▸ REQUEST
Can you reproduce verbatim the lines below, starting at the line that contains "For the benchmark, mark every instance of the golden" and continuing through the end of the records?

[Coordinate annotation records]
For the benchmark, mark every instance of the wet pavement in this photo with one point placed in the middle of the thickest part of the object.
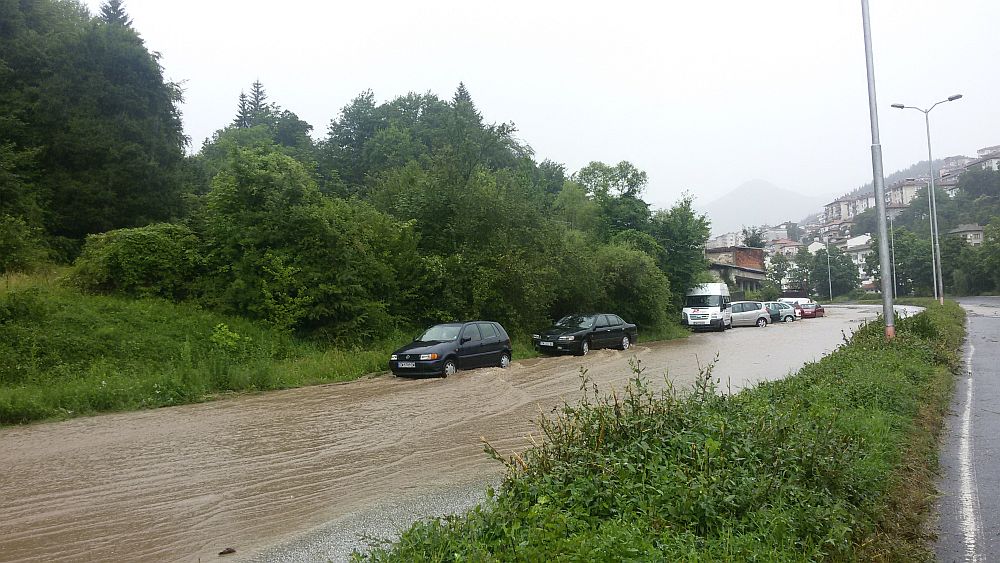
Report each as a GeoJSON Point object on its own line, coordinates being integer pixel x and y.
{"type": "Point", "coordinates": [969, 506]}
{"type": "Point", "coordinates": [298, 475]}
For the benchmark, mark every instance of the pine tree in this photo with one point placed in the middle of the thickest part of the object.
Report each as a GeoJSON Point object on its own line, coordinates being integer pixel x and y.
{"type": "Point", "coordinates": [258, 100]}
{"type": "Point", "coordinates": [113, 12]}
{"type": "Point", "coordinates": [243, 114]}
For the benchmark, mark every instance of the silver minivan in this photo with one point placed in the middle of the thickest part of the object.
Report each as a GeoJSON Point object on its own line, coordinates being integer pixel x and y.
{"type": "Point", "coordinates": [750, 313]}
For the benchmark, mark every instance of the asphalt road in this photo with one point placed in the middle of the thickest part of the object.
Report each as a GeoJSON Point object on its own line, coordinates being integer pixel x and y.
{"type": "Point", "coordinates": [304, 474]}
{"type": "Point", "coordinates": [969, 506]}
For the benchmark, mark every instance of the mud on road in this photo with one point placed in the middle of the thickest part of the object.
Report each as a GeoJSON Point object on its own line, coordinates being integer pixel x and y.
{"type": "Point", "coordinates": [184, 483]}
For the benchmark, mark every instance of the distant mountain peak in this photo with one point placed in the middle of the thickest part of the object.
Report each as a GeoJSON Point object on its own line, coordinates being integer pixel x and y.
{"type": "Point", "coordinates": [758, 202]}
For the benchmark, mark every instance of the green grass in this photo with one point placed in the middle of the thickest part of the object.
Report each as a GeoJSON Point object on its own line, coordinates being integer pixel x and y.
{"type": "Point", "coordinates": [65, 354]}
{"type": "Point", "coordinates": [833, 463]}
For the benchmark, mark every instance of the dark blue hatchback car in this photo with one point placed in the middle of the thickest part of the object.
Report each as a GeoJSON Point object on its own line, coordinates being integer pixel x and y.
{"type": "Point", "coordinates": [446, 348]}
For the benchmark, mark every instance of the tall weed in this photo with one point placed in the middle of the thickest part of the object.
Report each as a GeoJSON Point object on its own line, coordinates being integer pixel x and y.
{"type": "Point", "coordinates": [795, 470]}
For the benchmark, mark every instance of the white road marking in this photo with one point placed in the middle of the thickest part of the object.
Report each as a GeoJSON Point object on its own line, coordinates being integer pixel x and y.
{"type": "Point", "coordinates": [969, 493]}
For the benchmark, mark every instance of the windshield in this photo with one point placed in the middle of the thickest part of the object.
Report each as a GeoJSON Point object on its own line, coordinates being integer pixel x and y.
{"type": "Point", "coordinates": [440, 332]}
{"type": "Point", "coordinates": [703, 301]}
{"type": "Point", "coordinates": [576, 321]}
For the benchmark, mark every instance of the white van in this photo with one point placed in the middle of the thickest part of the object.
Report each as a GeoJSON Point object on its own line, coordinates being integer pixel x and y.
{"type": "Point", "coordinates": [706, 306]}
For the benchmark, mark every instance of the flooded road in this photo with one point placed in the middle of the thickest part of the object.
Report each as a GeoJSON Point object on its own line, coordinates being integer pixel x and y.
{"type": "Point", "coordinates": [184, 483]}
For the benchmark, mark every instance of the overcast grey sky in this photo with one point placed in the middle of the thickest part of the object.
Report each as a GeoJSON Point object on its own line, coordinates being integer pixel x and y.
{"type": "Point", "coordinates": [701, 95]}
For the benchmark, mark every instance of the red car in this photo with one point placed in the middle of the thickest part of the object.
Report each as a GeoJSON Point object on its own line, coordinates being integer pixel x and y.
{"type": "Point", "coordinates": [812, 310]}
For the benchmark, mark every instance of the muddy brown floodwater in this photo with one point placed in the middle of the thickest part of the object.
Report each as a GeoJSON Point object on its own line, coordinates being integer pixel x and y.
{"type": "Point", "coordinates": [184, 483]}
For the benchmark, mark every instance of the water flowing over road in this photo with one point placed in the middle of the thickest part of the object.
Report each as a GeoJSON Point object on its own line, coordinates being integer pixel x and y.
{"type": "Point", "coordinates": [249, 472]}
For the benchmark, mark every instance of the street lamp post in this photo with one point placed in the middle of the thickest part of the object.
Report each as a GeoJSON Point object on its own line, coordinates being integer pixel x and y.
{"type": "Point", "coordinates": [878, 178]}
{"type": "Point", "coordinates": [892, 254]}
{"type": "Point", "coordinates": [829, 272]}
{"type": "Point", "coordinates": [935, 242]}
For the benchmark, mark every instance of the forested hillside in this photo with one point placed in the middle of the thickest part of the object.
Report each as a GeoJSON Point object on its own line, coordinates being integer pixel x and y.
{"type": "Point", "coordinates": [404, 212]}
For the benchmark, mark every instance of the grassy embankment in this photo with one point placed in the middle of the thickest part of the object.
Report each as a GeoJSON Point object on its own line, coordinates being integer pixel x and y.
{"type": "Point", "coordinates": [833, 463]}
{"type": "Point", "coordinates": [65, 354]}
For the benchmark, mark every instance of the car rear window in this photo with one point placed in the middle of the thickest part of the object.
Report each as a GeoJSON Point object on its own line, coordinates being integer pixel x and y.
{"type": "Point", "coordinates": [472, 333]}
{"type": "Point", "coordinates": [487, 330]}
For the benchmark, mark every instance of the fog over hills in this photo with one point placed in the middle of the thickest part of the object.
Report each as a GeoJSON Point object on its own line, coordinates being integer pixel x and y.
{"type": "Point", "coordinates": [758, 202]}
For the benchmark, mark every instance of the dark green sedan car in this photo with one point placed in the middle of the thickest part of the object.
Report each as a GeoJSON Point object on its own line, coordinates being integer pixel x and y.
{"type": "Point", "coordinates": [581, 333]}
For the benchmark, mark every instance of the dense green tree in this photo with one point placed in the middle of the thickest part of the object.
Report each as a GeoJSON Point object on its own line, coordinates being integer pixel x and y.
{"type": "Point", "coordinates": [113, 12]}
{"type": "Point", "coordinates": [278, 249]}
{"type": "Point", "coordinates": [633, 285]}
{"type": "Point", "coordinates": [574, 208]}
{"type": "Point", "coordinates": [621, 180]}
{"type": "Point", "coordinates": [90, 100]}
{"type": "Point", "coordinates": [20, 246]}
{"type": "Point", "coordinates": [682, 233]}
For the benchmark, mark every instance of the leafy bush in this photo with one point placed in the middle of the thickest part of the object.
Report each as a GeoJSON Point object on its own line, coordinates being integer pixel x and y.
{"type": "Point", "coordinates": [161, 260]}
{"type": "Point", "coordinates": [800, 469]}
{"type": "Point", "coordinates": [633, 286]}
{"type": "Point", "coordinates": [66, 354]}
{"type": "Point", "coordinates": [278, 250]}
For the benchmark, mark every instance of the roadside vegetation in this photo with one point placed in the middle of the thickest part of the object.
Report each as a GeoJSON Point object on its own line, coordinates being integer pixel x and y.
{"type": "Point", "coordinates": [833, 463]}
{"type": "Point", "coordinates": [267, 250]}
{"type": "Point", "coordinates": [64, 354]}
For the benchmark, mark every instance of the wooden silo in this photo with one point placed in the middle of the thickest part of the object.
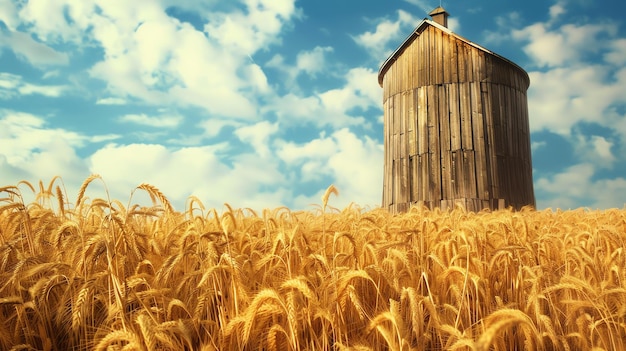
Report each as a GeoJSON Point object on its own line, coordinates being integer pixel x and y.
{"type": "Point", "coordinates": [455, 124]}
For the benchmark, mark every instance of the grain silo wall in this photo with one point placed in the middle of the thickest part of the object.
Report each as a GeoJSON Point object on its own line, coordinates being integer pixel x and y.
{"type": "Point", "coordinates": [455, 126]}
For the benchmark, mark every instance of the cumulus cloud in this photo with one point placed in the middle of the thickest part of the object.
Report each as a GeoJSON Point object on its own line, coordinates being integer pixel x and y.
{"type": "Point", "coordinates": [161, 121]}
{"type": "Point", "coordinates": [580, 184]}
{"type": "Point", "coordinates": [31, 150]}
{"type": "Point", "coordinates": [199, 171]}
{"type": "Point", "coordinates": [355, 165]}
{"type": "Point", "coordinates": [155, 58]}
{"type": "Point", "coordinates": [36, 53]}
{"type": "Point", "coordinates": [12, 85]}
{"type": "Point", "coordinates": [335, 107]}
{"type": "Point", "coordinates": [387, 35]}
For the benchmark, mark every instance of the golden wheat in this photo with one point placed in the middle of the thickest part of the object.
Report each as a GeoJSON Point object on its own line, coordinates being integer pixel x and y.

▸ TASK SOLUTION
For the benchmark, mark every instance of the golden wheat in this photo with one point placed in the middle of the thickest part of the object.
Report each as a GeoJSON Point object on its own line, coordinates being integer pixel x and y.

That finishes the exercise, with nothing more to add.